*** Opening Entries supplied ***

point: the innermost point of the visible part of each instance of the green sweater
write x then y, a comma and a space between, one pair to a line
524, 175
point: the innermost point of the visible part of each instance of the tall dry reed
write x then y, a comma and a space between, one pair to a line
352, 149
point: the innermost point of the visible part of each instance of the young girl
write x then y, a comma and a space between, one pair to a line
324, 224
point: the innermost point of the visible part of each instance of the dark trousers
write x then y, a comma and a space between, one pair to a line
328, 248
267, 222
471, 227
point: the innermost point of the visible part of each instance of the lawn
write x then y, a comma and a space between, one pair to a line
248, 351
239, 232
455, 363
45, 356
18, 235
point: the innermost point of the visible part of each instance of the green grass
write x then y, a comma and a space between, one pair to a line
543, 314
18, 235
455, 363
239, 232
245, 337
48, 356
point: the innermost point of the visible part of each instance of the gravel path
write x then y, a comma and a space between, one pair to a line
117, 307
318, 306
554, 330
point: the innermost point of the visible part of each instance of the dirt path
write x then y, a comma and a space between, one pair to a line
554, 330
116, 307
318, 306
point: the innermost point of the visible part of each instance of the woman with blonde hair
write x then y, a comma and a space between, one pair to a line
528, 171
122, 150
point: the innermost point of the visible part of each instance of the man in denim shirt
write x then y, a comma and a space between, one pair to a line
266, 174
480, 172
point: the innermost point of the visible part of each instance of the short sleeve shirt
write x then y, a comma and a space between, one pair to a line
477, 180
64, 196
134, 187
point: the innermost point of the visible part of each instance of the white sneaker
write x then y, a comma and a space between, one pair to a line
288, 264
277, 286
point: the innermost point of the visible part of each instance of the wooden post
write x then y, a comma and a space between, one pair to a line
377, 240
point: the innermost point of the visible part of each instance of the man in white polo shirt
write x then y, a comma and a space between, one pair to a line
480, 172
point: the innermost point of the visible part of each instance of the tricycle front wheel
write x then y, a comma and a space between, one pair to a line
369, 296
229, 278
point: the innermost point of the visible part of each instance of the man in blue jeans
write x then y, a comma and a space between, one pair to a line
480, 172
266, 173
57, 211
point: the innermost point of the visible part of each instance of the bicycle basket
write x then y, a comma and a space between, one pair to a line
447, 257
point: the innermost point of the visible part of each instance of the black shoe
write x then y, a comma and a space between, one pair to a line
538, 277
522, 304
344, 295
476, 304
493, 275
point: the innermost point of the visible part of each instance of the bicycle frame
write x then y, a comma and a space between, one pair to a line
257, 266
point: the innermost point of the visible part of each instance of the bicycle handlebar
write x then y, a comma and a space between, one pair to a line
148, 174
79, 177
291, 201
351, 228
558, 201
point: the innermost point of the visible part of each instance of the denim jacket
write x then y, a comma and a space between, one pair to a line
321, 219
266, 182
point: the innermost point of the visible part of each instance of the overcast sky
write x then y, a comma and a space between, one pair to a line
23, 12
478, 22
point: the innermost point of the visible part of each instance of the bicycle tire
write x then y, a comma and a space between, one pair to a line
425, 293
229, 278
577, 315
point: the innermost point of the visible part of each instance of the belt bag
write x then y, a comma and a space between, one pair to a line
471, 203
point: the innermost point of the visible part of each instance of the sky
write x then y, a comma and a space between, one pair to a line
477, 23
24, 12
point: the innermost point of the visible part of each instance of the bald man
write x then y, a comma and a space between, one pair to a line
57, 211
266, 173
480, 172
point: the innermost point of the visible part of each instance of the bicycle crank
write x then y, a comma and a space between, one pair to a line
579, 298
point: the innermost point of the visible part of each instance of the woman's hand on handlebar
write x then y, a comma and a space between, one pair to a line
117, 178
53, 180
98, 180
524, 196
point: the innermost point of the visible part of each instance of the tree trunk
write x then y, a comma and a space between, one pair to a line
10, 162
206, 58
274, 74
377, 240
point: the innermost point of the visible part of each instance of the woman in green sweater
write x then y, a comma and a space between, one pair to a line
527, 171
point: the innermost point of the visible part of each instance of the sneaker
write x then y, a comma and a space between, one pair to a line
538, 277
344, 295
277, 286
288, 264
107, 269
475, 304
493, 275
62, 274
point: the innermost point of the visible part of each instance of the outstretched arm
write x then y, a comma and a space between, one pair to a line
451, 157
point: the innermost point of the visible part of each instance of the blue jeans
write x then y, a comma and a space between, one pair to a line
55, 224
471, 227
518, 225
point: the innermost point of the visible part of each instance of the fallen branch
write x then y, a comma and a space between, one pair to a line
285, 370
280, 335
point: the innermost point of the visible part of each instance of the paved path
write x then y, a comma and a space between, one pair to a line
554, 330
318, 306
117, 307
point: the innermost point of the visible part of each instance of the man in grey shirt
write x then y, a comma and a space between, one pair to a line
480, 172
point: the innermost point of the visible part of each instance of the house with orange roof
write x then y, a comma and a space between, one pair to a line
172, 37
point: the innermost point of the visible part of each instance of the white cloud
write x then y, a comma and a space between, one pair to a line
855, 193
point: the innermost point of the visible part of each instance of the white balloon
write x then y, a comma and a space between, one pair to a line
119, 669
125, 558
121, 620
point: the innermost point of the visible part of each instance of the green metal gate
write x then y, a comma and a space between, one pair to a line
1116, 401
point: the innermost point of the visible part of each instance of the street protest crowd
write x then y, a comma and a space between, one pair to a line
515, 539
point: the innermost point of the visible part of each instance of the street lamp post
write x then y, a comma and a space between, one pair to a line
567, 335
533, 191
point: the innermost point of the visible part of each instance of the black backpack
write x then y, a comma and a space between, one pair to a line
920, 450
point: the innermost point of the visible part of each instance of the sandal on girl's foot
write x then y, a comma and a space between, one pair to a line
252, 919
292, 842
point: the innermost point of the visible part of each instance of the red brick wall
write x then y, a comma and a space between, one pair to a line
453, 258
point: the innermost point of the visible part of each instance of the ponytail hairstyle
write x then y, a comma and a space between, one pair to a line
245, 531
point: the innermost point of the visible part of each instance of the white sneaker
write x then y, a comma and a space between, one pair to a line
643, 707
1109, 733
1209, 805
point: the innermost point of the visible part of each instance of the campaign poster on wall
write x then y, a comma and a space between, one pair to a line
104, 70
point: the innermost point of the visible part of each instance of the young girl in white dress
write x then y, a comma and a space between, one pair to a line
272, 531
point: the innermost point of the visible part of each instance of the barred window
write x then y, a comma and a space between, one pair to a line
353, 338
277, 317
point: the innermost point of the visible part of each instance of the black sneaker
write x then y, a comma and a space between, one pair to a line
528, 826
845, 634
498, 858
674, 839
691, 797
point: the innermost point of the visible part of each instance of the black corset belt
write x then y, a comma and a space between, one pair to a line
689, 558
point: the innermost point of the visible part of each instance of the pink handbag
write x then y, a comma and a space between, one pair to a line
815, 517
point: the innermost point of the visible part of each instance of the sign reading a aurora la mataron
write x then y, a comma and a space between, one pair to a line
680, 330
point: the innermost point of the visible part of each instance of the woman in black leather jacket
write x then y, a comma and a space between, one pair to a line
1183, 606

*** Closing Entries supplied ***

Write down all the entries again without a single difference.

Exercise output:
point: the innermost point of the visible part of each instance of the green sweater
write x then y, a comma and a space between, one pair to a line
524, 175
point: the innermost point of the visible part of each instance of the tall dry reed
write x then y, a comma and a space between, one pair to a line
352, 149
point: the innermost point of the visible part of each instance of the young girl
write x then y, a comma and a space between, one pair to a line
324, 224
point: the innermost point of the visible part of each instance of the dark trousers
write x then y, a comma and a space between, one pair to a line
328, 248
267, 222
471, 227
point: the innermost point of the visible part of each instance of the lawn
write x then y, a comma and a space between, one pair to a line
248, 351
239, 232
455, 363
45, 356
18, 235
point: the innermost point of the visible part of each instance of the green grass
write x then y, a comma and a space between, one pair to a line
543, 314
18, 235
455, 363
239, 232
245, 337
48, 356
point: the innermost point of the visible part of each instance of the gravel path
write x then y, a comma and a space between, one pair to a line
117, 307
318, 306
554, 330
point: the innermost point of the visible part of each instance of the dirt path
write x then y, a comma and a space between, one pair to a line
554, 330
116, 307
318, 306
point: the innermost point of the visible part of each instance of the woman with blonde hair
write x then y, a comma and a space between, one pair to a line
528, 171
122, 150
point: the innermost point of the visible part of each instance of the man in denim shirt
write x then y, a comma and a space between, one pair to a line
266, 174
480, 172
point: the innermost point of the visible part of each instance of the short sleeve shirt
write x then y, a comma and a space between, one pair to a line
477, 180
64, 196
134, 187
point: the innermost point of the visible part of each instance of the white sneaker
write x then y, a comma and a space between, one pair to a line
288, 264
277, 286
point: the innermost point of the visible part of each instance of the wooden post
write x then y, a comma and a space between, one pair to a line
377, 240
point: the innermost point of the visible part of each instance of the man in white polo shirt
write x then y, a comma and a space between, one pair to a line
480, 172
point: the innermost point of the visible part of each instance of the tricycle front wheel
write x then y, a comma and a space between, one pair to a line
369, 296
229, 278
point: the innermost point of the visible part of each instance of the man in blue jeans
write x then y, a comma and a space between, one pair to a line
480, 172
266, 173
57, 211
point: the innermost point of the visible part of each instance of the bicycle basket
write x then y, a comma and a space between, one pair to a line
447, 257
point: the innermost point of the visible part of each instance of the black shoe
write x then y, a comma and a space between, one pair to a line
538, 277
522, 304
344, 295
476, 304
493, 275
point: the innermost point of the visible part of each instance of the bicycle frame
write x then y, a comma and a space between, one pair to a line
257, 266
point: the innermost point of the visible part of each instance of the bicycle handlebar
write x then y, a comma and a space between, one pair to a line
148, 174
79, 177
291, 201
351, 228
558, 201
point: the innermost point of the visible part of each instance of the denim jacket
write x then y, a comma and a space between, one pair to a line
321, 219
266, 182
point: the innermost point of the visible part of each instance of the overcast sky
write x then y, a comma and a space between, one pair to a line
23, 12
478, 22
point: the innermost point of the visible part of each instance of the bicycle tire
write x then y, a comma and a space between, one pair to a line
425, 293
229, 278
577, 315
point: the innermost point of the visible part of each instance of the belt bag
write x then y, a comma and a space between, one pair to a line
471, 203
point: the innermost point of the visible part of each instance of the sky
write x then y, a comma and a space between, one pair to a line
477, 23
24, 12
point: the innermost point of the visible part of each instance of the bald man
write x then y, a comma and a space between, one pair to a line
57, 211
266, 173
480, 172
point: the innermost point of the visible part of each instance of the bicycle crank
write x then y, a comma and a space between, one pair to a line
579, 298
point: the innermost point of the visible part of each instance of the woman's hand on handlebar
write x then y, a comma and a space between, one pair to a line
117, 178
53, 180
98, 180
524, 196
point: the innermost point of the visible part of each instance of the tree trunk
write x then y, a comma and a space between, one pair to a line
10, 162
206, 58
274, 74
377, 240
point: the innermost point of the visible part of each instance of the woman in green sweater
write x then y, a comma and a space between, one pair to a line
527, 171
point: the innermost point of the visible part of each instance of the sneaker
write x then y, a comma and a space between, one pair to a line
538, 277
344, 295
277, 286
288, 264
107, 269
475, 304
493, 275
62, 274
point: the innermost point of the visible part of each instance of the outstretched arm
write x then y, a comma and a space between, one pair to a line
451, 157
point: the innermost point of the visible part of each instance of the blue jeans
write x then y, a comma and a space between, one pair to a line
55, 224
471, 227
518, 225
point: the innermost point of the visible part of each instance of the fallen branch
write x then y, a comma and a space between, one pair to a line
285, 370
280, 335
point: the innermost point of the visible part of each instance of the paved path
write x then y, a comma and a space between, one pair to a line
554, 330
318, 306
117, 307
point: the innermost point of the visible part of each instance of the man in grey shirt
write x then y, a comma and a space between, one pair to a line
480, 172
point: the innermost point of the visible part of each instance of the house with orange roof
write x then y, a comma and a space between, one pair to a line
172, 37
point: the innermost point of the visible part of each instance of the white cloud
write x then y, a comma and a space between, one pair to a line
855, 193
point: the innermost point of the visible part of each instance of the white balloon
write x then y, a comma and a space between, one pair to a line
119, 669
125, 558
121, 620
point: the innermost point of the visible part of each instance of the green metal gate
write x then y, a comma and a space between, one pair to a line
1116, 401
point: the innermost point of the visible part of each instance of the street protest crowd
write x then y, a comma and a space between, one pair to a line
515, 539
point: the innermost point of the visible part of each instance of the street lamp post
write x then y, a comma and a space between, one pair to a line
567, 335
533, 191
point: the innermost point of the visible part of each instance of the black backpack
write x then y, a comma and a space between, one pair to a line
920, 450
point: the innermost point of the visible part of each instance of the sandal on girl's foot
write x then y, a comma and a space between, one pair to a line
252, 919
292, 842
point: the innermost point of the visible part of each instance of the red brick wall
write x then y, a comma and a space between, one pair to a line
453, 258
point: the innermost point of the visible part of each instance of the ponytail hairstyle
write x then y, a comma and a space between, one pair to a line
245, 531
point: the innermost point of the visible part of each instance of the white sneaker
write x then y, a comma and a space between, one pair to a line
643, 707
1109, 733
1209, 805
point: the innermost point of the visible part of each instance of the campaign poster on wall
write x then y, a comma and a space between, one pair to a line
104, 70
point: the innermost point of the visible part of each instance of the young girl in white dress
write x then y, a comma and a space between, one pair to a line
272, 531
point: the innermost point of the visible part of each instance of the barred window
write x then y, a comma and a space between, one pair to a line
353, 338
277, 317
point: the innermost point of the visible part of each instance of the black sneaker
write x then y, a comma and a space between, one pair to a line
528, 826
845, 634
498, 858
674, 839
691, 797
point: the innermost point of the visible part of each instance of the black corset belt
write x then y, a comma and a space between, one pair to a line
689, 558
point: the innermost point of the visible part of each instance of the pink handbag
write x then y, a comma and a space between, one pair to a line
815, 517
point: the innermost point of the visible part of each instance of the sign reading a aurora la mataron
write x then y, a comma and a space between, one pair to a line
680, 330
point: the innermost point of the visible part of each instance of the woman in black leather jacket
write x then y, a comma and a space between, one pair to a line
1183, 606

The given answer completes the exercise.